目的: 以下の資料のうち、「Would you point out the man in」を含む行から資料の末尾までを、指示文も含めてすべて書き出してください。その際、解答中の点座標の値だけを1.15倍にスケーリングし、整数に丸めてください（0.5は切り上げ）。

[ポインティング用データセット抜粋]
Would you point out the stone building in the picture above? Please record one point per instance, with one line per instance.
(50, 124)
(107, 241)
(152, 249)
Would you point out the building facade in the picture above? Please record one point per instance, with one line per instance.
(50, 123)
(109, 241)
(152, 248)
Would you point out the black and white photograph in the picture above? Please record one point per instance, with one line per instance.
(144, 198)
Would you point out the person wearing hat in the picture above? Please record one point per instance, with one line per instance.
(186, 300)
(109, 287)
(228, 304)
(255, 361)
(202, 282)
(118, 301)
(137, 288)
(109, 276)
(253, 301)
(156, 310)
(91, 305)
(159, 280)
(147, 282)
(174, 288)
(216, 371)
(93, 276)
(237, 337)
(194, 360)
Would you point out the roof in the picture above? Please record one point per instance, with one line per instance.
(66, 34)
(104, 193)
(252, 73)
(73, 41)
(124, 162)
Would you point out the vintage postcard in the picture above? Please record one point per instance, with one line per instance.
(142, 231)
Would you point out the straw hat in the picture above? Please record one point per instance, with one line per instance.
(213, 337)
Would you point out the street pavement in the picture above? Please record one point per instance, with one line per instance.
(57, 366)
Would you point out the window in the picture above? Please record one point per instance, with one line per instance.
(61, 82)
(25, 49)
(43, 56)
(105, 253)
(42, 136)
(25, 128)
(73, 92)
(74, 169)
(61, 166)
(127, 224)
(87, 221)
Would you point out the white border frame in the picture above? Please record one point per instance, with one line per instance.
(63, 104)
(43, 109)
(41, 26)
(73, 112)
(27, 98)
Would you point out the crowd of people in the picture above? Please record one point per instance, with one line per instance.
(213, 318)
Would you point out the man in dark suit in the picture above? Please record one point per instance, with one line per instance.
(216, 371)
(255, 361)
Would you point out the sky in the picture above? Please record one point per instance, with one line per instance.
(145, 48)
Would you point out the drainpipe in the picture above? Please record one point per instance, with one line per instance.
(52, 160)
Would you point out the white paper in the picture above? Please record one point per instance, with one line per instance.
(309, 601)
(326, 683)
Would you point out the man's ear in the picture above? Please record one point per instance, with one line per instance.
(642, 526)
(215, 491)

解答:
Would you point out the man in dark suit in the picture above? Please record one point per instance, with one line per instance.
(248, 427)
(293, 415)
Would you point out the sky in the picture above? Please record one point per instance, with one line per instance.
(167, 55)
Would you point out the drainpipe in the picture above? Please record one point per instance, with one line per instance.
(60, 184)
Would you point out the white paper in the picture above? Please record one point per instance, with one line per instance.
(355, 691)
(375, 785)
Would you point out the man's ear in the picture above? Please record one point per instance, with one line per instance.
(738, 605)
(247, 565)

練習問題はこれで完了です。